─── SOURCE

How do you meet new people these days? - A discussion of modern friendship and romance in the age of technology.

Raging Capybara

kiwifarms.net
I have noticed that a lot of incels/shutins seem to have a similar problem and that is a lack of personality. By this I mean most of these people are incredibly boring people who instead of developing an interesting consciousness have latched on to a handful of incredibly niche brands, be it anime or the blackpill or whatever.
It's still a personality.

Enjoying animes and porn games on steam are as worth as enjoying netflix and pop songs.

I think you're just projecting what you believe to be of real value on your life to others. And no, I don't like anime.

And honestly, who are interesting nowadays in the world? Everybody is bland as fuck so who cares?
 

Sprig of Parsley

kiwifarms.net
It's still a personality.

Enjoying animes and porn games on steam are as worth as enjoying netflix and pop songs.

I think you're just projecting what you believe to be of real value on your life to others. And no, I don't like anime.

And honestly, who are interesting nowadays in the world? Everybody is bland as fuck so who cares?
Pretty sure this post is facetious but ok, I'll bite.
Your personality is so, so much more than your tastes in entertainment. Or at least, should be. Measuring others by your own yardstick is an unavoidable comparison to make - everyone does it because it lets us evaluate compatibility or lack thereof. There are interesting people out there, but you're more likely to find them off the beaten path these days. A lot of people have subscribed to the notion of letting their tastes in whatever or their immutable characteristics dictate what constitutes their personality. If you ask me, it kind of seems engineered to facilitate consumerism.

──────

#### TASKS FOR THIS EXERCISE
[A] In the forum thread on meeting new people, what does the final post say letting one's tastes dictate one's personality seems engineered to do?
[B] Proceed with the forum thread on meeting new people, picking up the last post after its final sentence.

─── RECORDED INFORMATION

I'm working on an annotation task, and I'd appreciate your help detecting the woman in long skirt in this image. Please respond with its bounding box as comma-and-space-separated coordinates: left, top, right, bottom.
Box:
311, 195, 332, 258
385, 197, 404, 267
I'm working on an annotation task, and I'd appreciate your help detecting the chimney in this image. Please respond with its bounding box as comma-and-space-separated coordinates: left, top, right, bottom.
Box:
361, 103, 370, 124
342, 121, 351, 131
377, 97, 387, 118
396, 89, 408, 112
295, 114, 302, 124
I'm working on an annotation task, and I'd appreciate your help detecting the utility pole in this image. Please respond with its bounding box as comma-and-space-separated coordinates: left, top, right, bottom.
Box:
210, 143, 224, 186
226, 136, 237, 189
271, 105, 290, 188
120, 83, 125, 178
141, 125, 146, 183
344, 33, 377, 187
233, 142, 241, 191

──────
─── RECORDED INFORMATION

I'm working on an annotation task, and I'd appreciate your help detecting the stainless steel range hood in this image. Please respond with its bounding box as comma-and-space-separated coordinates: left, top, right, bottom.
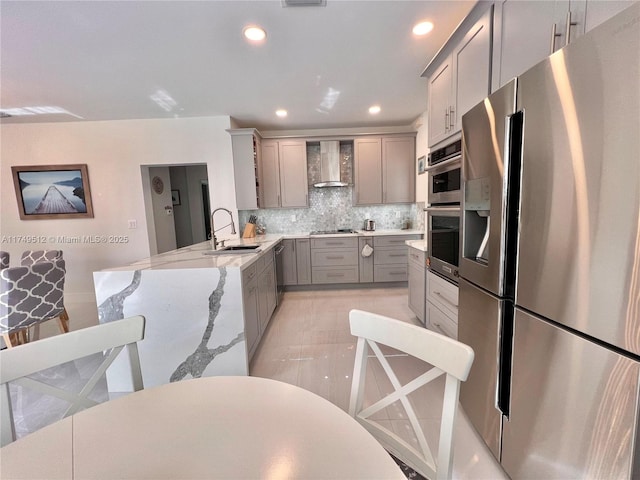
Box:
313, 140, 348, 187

──────
─── RECORDED INFORMATION

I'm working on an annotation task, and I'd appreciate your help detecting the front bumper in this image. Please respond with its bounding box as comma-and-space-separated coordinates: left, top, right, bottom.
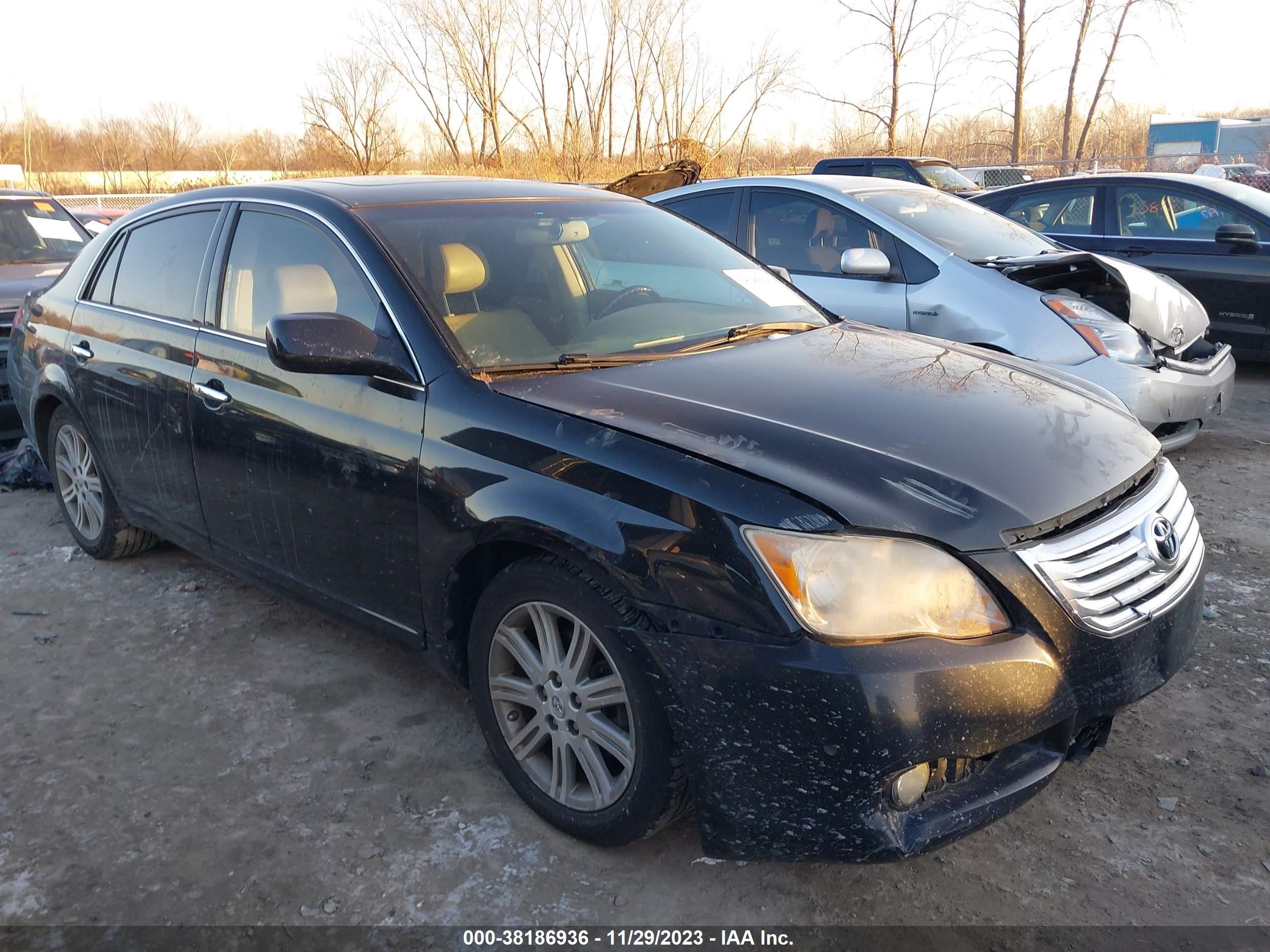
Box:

──────

#### RESPONSES TO THE TASKS
[A] To facilitate consumerism.

[B]
 

Toucan

Peace on earth!
kiwifarms.net
It's still a personality.
Is a room adorned with only a single promotional poster for say 'Cowboy Bebop' a room that you would call decorated?

Enjoying animes and porn games on steam are as worth as enjoying netflix and pop songs.
In no way did I ever say they were not worth enjoying. I merely said that a consciousness that includes SOLELY consumer products/toys etc is one that is incomplete and lacking in personality. By this i mean that an illusion of personality is errected through the use of these preprepared products, a mask if you will.

I think you're just projecting what you believe to be of real value on your life to others. And no, I don't like anime.
Again you have misunderstood the premise, which leads me to believe you are either a moron or a jolly scamp trying to rile me up. Once again I will say I make no value judgements on anime. I say that a person who bases their consciousness SOLELY on these products is one that lacks in personality.

And honestly, who are interesting nowadays in the world? Everybody is bland as fuck so who cares?
Oh dear. Now whos projecting?
 

Raging Capybara

kiwifarms.net
I say that a person who bases their consciousness SOLELY on these products is one that lacks in personality.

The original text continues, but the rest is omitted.